> _Instructions for the task_
In duplicating the lines below, keep every word unchanged and drop the pictures.

> _Material supplied_
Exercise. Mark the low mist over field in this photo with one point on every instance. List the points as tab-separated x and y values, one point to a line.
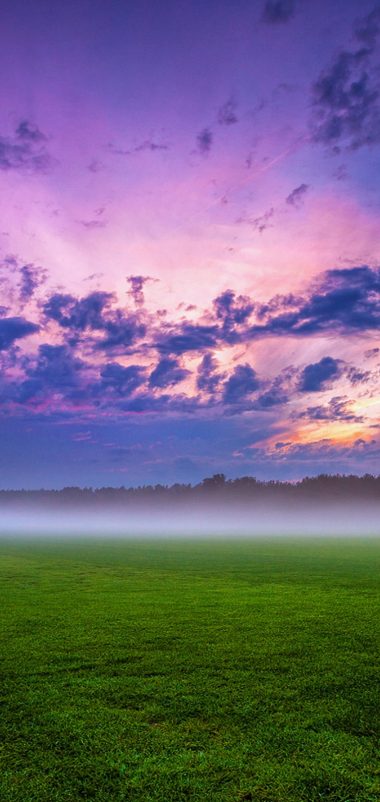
324	506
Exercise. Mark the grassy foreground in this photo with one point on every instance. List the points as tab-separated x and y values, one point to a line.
167	671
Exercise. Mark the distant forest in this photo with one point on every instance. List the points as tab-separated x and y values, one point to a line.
216	489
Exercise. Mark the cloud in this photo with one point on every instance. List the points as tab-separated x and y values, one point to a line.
188	337
136	291
346	96
278	11
260	224
25	151
338	408
93	224
15	328
28	131
167	372
232	310
204	141
121	380
367	28
147	145
297	195
94	313
341	301
316	376
79	314
357	376
56	369
31	277
242	382
208	378
227	113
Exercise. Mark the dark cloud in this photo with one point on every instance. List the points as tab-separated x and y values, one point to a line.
227	113
272	397
147	145
79	314
367	28
31	277
346	96
122	380
136	291
357	376
242	382
297	195
278	11
25	151
121	330
56	369
188	337
342	300
167	372
260	224
316	376
371	352
232	310
15	328
28	131
338	408
204	141
93	224
94	313
208	377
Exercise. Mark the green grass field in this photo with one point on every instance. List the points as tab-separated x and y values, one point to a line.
171	671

> _Finished task_
Exercise. Mark the low mist over field in this photo with one point on every instance. List the points as tab-separated x and y values, one point to a line.
324	506
Exercise. Mark the grassy foreground in this photo with one point on every instance. List the points as tab-separated x and y values, one point to a line.
167	671
Exercise. Mark the distant forest in this photo with one point on every instance. List the points as tab-separated x and y values, one point to a line.
216	489
Exercise. Mark the cloud in this photo with one point on every instance. List the points as tab-separated x and y values, one point to a line.
188	337
136	291
346	96
278	11
260	224
25	151
338	408
93	224
15	328
28	131
167	372
232	310
204	141
121	380
367	28
147	145
297	195
94	313
341	301
316	376
79	314
357	376
56	369
31	277
242	382
208	378
227	113
Exercise. Mark the dark cloud in this photo with one point on every instance. List the points as tab-separated x and y values, one point to a line.
227	113
272	397
147	145
79	314
367	28
31	277
346	96
122	380
136	291
357	376
242	382
297	195
278	11
25	151
121	330
56	369
188	337
342	300
167	372
260	224
316	376
371	352
232	310
15	328
28	131
338	408
204	141
93	224
94	313
208	377
Exercise. Mark the green grass field in this photo with one point on every instance. List the points as tab-separated x and y values, one point to a line.
171	671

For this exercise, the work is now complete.